Dataset entries:
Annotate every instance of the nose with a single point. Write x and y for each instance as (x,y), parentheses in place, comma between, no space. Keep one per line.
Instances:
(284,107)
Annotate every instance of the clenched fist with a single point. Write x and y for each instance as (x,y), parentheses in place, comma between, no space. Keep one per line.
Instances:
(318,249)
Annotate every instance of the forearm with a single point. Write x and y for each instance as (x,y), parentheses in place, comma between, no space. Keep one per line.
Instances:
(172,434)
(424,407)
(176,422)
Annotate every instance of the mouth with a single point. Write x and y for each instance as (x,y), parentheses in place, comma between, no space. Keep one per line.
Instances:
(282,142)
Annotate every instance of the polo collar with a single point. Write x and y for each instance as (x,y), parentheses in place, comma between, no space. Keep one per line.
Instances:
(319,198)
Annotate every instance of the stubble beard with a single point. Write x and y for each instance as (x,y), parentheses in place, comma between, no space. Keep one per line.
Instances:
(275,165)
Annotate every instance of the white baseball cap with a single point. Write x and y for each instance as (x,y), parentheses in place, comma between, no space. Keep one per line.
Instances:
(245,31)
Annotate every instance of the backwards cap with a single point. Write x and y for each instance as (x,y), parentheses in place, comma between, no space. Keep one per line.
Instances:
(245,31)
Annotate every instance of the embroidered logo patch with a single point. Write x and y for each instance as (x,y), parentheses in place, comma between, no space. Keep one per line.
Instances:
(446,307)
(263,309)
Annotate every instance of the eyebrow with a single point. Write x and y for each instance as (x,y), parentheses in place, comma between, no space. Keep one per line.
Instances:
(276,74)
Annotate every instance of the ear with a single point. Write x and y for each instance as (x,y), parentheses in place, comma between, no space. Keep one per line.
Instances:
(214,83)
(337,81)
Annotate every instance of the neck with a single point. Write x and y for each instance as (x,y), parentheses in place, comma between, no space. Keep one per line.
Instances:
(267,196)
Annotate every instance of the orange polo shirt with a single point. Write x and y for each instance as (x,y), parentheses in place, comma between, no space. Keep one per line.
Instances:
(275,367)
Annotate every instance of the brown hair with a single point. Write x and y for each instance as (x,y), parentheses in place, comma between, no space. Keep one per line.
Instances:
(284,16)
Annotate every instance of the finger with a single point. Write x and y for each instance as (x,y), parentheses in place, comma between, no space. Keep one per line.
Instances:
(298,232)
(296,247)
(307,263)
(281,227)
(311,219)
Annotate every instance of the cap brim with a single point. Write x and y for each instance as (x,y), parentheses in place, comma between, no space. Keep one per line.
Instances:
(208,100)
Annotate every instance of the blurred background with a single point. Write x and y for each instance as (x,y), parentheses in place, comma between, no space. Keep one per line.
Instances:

TASK: The data, all of it, should be transcribed exactly.

ANSWER BOX:
Annotate every instance of the nose with a single point. Write x and y for each instance as (x,y), parentheses in place, comma between, no space. Keep one per line.
Instances:
(284,107)
Annotate every instance of the clenched fist with a single point. Write x and y for each instance as (x,y), parentheses in place, comma between, no space. Keep one per line.
Instances:
(318,249)
Annotate every instance of the forearm with a single point. Write x and y for each instance as (x,y), parentheses in place, comma between, no space. Keep one per line.
Instances:
(172,434)
(424,407)
(176,422)
Annotate every instance of the mouth with a single point. Write x and y for each instance as (x,y), parentheses in place, comma between, no space. Keep one per line.
Instances:
(282,142)
Annotate every instance of the polo collar with a single point. Write x and y for each instance as (x,y), parentheses in place, comma between, no space. Keep one per line.
Instances:
(319,198)
Annotate every instance of the stubble beard with a single point. Write x and y for each instance as (x,y), parentheses in place, comma between, no space. Keep one per line.
Instances:
(275,165)
Annotate every instance of the white baseball cap with a single point. Write x and y for each instance as (x,y), parentheses in place, comma between, no space. Keep one per line.
Instances:
(245,31)
Annotate every instance of the backwards cap with a single point. Write x and y for each instance as (x,y), parentheses in place, comma between, no space. Keep one per line.
Instances:
(245,31)
Annotate every instance of the embroidered logo patch with a single point. Write x and y for each instance as (x,y), parentheses in place, comma between, no space. Keep one per line.
Instances:
(446,307)
(263,309)
Annotate every instance of the eyebrow with a single point. Write x and y for each instance as (x,y), parentheses in place, comma between, no space. Keep one per line.
Instances:
(276,74)
Annotate every instance of the ear with a single point. Write x and y for each instance as (x,y), parentheses in place, comma between, no space. Keep one per line.
Instances:
(214,83)
(337,81)
Annotate every instance of the neck with a single point. Write x and y for each instance as (x,y), parentheses in place, comma between, no space. Keep one per line.
Instances:
(267,196)
Annotate every instance of the orange polo shirt with a single point. Write x and y for each instance as (x,y), parentheses in place, comma between, no space. Keep one per line.
Instances:
(275,367)
Annotate every instance of the brown hair with a single point. Write x and y for each instance as (x,y), parentheses in place, comma between, no space. Keep one per line.
Instances:
(284,16)
Annotate every instance of the finger with a single point. Write x and y for each instance as (x,y), parentheses in place, comma between, no space. Keep one per line.
Instances:
(298,232)
(296,247)
(307,263)
(281,227)
(311,219)
Annotate every instance of the cap brim with a single point. Write x and y for each instance as (x,y), parentheses in place, comma between, no space. Keep one per line.
Instances:
(208,100)
Annotate every instance of the blurred background with a single point. Write x and y for each instance as (x,y), parentheses in place, comma between, no space. Keep one per line.
Instances:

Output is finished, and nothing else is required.